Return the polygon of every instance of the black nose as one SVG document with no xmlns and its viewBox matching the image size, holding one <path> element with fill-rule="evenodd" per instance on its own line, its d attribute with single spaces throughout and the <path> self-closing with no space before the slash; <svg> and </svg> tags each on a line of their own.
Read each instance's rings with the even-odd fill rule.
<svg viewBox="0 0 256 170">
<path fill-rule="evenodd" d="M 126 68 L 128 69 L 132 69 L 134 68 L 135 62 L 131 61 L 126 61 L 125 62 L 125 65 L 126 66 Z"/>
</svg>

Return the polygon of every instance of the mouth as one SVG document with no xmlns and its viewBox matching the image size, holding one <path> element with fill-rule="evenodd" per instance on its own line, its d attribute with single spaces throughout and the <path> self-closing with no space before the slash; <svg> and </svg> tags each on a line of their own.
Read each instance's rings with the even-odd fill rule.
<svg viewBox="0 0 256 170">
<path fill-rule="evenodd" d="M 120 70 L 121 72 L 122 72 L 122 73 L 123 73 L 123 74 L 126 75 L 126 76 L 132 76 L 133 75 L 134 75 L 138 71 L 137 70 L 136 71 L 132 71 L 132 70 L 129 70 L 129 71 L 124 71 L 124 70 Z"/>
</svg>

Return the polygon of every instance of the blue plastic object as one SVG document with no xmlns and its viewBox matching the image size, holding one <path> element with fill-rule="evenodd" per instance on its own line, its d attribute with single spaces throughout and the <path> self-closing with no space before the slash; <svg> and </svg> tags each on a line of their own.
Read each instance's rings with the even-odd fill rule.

════════

Exercise instructions
Could you extract, word for word, the lines beginning with the one that contains "Return the polygon of every instance of the blue" and continuing through the final line of the records?

Response to the exercise
Return the polygon of every instance of the blue plastic object as one SVG document with no xmlns and its viewBox matching the image size, holding one <path> element with fill-rule="evenodd" per instance on its own line, its d attribute with single spaces throughout and the <path> self-closing with no space before the slash; <svg> and </svg> tags each on a line of their own.
Read each instance's rings with the even-odd fill rule.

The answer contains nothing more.